◆ QUOTED PASSAGE
───

Conceptually, a reformulation process is required to generate volumetric representation from geometric object. This stage is typically called voxelization (Dong et al., 2004). The voxelization can be classified as surface voxelization (Dachille and Kaufman, 2000; Huang et al., 1998) and solid voxelization methods (Haumont and Warzee, 2002; Sramek and Kaufman, 1999). There are a number of methods for line (CohenOr and Kaufman, 1997), triangle (Dachille and Kaufman, 2000), polygon (Jones, 1996; Kaufman and Shimony, 1986; Wang and Kaufman, 1993), CSG (Breen et al., 2000; Fang and Liao, 2000), parametric surface (Kaufman, 1987; Sramek and Kaufman, 1999) and implicit surface voxelization. The voxelization in this study is a main step to transform a mesh model to a solid model, so that the voxelization method must be efficient and precise. There are various voxelization methods, they have advantages and drawbacks. Eisemann and Decoret (2006) dynamically calculate scene presentation based on voxel by using graphical hardware. Oomes et al. (1997) utilize the scalespace theory to obtain voxelized models which are based upon antialiased of points, lines and surfaces. Dong et al. (2004) research and implement a voxelization method by using programmable graphical hardware, which focuses on complex polygon models. Huang et al. (1998) transform discreetly polygon mesh model to voxelization model with normal vector function of each surface. Jones and Satherley (2000) propose a voxelization theory based on Distance Fields and Distance Transform. All the methods above could be implemented by graphics workstation which needs high level hardware (for example GUP and special graphics workstation). Wu et al. (2003) describe an octree based method to voxelize the mesh to volume model. This paper introduced a voxelization method by referencing and improving the method in Wu et al. (2003). Firstly, we voxelize the surface, including voxelization of points, lines and faces. Then we process flood algorithm to internally voxelize. Finally, the polygon meshes are transformed to voxelized models. The experimental results show that our method could be realtime, accurate and efficient on light workstation such as notebook and PC platform.
METHOD OF VOXELIZING TRIANGULAR MESH MODEL
Space partition and octree coding: Octree is a kind of tree data structures
to describe 3D object, widely used in computer graphic, computer vision, visualization
and image process. Every node of octree identifies a square volume element and
consists of 8 subnodes.
The principle of octree is space partition, which means continuously decompose space to eight completely same subspaces, shown as Fig. 1, unless the subspace is single attribute.
Octree could be distinguished as traditional octree and linear octree. Every traditional octree node records ten values, which are eight pointers point to subnodes, the other two are parent pointer and attribute. In contrast, linear octree only records address code and attribute of every leaf node. Therefore, linear octree could save space and support directly addressing and encoding node by calculating its coordinate. There are efficient encoding solutions, as Meagher mentioned in Wu et al. (2003), using less coding to completely present octree and transform among voxel coordinate, encoding and 3D coordinate. Also, all combinations of six numbers are used as indices, which drive the adjacent search for octree and accelerate going to the correct voxel unit quickly (Fig. 2).
For triangle mesh model, we firstly calculate the bounding box and then set the minim vertex as the origin to establish the voxelization coordinate system. Next, we partition the region of bounding box using the space partition based approach and establish corresponding octree structure. Finally, we voxelize the surface and inside based upon vertices, lines and faces.

───

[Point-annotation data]

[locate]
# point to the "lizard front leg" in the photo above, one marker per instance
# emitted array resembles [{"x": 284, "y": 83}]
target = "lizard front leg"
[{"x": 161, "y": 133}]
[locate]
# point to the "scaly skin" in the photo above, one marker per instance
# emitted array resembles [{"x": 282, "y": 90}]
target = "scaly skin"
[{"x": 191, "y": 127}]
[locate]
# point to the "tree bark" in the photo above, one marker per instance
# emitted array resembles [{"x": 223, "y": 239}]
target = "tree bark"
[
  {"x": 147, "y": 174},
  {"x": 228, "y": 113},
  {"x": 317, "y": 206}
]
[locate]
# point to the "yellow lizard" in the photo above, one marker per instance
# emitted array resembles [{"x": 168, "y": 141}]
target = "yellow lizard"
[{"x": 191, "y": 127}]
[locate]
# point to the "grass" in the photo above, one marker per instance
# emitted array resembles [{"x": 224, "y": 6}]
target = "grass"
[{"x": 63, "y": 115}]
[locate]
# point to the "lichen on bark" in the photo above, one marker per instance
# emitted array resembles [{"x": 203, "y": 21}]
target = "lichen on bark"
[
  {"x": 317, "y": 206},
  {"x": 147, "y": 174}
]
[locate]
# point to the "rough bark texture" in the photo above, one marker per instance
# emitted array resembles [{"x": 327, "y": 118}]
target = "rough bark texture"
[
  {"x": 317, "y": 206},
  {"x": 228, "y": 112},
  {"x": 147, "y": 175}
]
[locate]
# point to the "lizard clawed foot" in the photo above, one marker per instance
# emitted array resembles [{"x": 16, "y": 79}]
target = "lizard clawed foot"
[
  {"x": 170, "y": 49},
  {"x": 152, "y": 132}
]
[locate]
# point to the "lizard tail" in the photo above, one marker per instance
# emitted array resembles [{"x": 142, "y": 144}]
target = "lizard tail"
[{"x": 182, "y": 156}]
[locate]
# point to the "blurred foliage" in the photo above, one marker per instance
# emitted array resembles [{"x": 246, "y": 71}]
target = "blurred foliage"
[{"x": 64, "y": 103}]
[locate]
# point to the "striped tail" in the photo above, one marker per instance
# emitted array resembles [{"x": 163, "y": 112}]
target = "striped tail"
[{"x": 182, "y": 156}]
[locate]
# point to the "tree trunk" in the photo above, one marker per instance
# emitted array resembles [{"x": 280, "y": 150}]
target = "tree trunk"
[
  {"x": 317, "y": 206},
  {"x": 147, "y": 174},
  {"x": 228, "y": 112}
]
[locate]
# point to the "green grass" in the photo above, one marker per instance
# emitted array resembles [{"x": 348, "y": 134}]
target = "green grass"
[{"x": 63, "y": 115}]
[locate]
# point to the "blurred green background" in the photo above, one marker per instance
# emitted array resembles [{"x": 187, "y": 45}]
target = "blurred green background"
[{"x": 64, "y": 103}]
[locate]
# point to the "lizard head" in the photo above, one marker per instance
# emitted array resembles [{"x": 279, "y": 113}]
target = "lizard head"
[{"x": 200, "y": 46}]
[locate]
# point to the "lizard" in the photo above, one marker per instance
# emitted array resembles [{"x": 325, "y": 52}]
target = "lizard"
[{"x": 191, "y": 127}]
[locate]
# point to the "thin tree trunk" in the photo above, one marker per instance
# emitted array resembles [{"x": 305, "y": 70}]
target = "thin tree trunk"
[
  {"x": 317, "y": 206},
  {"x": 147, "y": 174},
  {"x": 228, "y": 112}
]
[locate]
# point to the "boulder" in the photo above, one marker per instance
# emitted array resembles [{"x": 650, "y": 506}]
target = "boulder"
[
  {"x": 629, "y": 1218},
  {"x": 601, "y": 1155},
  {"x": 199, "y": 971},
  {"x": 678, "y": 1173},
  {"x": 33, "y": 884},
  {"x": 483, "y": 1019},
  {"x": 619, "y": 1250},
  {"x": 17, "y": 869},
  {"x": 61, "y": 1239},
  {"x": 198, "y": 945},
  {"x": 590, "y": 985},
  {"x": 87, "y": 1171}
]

───

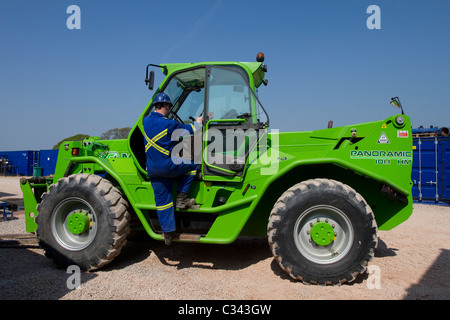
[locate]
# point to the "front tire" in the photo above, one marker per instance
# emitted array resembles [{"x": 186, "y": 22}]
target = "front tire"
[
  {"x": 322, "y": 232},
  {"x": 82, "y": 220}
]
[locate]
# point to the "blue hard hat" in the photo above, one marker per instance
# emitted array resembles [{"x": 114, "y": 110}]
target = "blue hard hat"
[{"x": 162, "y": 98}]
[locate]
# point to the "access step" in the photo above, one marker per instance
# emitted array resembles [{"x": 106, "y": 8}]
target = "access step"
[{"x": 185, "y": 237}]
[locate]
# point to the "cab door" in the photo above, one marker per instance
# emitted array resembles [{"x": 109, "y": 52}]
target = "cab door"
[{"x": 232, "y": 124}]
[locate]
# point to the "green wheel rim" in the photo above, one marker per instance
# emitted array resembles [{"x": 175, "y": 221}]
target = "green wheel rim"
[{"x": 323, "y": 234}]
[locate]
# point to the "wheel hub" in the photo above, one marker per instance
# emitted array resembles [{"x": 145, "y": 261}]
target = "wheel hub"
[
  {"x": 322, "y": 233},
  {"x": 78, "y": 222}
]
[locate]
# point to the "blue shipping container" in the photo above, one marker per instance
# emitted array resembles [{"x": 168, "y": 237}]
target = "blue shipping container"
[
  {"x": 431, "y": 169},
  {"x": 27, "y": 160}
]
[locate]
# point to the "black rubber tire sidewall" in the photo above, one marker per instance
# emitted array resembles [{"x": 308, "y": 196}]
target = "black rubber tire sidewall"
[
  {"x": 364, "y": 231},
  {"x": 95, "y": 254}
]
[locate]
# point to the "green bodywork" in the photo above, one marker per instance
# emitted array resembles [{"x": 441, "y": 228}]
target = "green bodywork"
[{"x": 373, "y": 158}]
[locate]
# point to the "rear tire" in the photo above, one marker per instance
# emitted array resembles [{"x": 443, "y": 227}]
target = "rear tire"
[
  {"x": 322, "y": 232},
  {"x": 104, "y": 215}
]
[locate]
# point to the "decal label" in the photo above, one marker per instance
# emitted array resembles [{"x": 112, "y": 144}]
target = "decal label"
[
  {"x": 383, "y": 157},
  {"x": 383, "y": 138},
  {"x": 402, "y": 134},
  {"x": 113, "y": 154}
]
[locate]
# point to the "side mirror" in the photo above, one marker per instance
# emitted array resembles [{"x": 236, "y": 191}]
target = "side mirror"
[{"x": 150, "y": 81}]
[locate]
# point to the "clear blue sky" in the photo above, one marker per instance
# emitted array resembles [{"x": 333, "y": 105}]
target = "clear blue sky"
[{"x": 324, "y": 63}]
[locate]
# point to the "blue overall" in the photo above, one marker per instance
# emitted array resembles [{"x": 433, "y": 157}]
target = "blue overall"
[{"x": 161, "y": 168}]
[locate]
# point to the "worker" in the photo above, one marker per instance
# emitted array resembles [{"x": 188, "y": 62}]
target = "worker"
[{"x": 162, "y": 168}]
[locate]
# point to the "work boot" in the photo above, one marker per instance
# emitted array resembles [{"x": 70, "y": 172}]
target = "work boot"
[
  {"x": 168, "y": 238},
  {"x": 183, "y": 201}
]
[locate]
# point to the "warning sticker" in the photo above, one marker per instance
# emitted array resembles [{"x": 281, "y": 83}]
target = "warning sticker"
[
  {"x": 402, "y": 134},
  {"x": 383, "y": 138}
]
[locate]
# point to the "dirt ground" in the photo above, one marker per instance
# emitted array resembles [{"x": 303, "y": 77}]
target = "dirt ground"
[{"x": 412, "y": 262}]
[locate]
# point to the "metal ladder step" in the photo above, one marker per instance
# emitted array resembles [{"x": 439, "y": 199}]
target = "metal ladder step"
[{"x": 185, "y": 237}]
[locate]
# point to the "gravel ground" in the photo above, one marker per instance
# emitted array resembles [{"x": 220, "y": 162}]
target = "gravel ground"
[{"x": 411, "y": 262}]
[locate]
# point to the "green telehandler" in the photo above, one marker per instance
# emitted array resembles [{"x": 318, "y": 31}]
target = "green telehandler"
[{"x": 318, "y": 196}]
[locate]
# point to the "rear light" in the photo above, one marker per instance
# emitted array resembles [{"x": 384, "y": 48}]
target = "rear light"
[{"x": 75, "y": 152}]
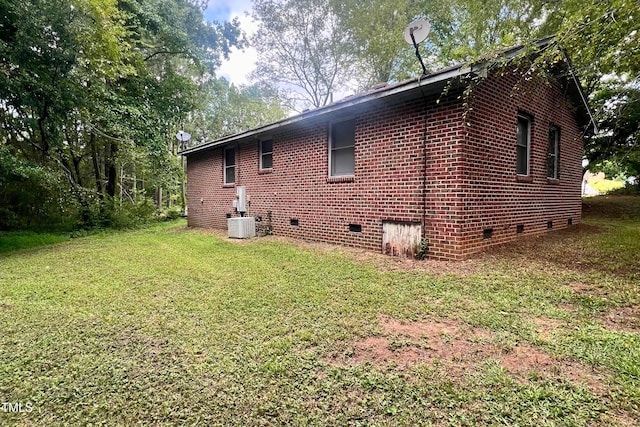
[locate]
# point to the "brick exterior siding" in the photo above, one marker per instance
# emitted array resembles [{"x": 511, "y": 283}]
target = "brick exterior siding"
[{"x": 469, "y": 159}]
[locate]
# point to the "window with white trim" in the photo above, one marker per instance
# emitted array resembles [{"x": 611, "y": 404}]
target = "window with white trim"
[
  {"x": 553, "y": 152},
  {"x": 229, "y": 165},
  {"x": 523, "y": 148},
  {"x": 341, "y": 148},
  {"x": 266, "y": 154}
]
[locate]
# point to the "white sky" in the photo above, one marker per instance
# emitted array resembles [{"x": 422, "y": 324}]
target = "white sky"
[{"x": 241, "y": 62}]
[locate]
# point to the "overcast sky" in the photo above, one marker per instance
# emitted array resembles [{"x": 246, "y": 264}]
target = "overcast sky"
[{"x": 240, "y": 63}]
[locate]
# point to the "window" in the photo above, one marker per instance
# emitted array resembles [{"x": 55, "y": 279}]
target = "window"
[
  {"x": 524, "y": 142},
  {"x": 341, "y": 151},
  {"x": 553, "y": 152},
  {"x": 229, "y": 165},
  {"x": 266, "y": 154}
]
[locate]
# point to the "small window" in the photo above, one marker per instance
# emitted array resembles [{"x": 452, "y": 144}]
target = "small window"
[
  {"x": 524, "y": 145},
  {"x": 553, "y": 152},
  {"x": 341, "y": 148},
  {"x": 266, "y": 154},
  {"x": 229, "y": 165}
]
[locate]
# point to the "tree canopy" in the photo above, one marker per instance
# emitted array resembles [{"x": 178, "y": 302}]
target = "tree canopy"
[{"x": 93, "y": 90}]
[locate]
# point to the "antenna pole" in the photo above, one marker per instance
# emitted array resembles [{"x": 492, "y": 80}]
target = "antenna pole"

───

◆ WRITTEN REQUEST
Decide whether each statement agrees with the passage on voxelization, answering yes or no and quoting the words of the passage that settle it: (a) Each node of a traditional octree records ten values. (b) A linear octree records the address code and attribute of every node, interior nodes included. (c) The paper's voxelization method references and improves the method of Dong et al. (2004). None of these lines is needed for the work.

◆ SOLUTION TO THIS TASK
(a) Yes: "Every traditional octree node records ten values"
(b) No: "linear octree only records address code and attribute of every leaf node"
(c) No: "This paper introduced a voxelization method by referencing and improving the method in Wu et al. (2003)."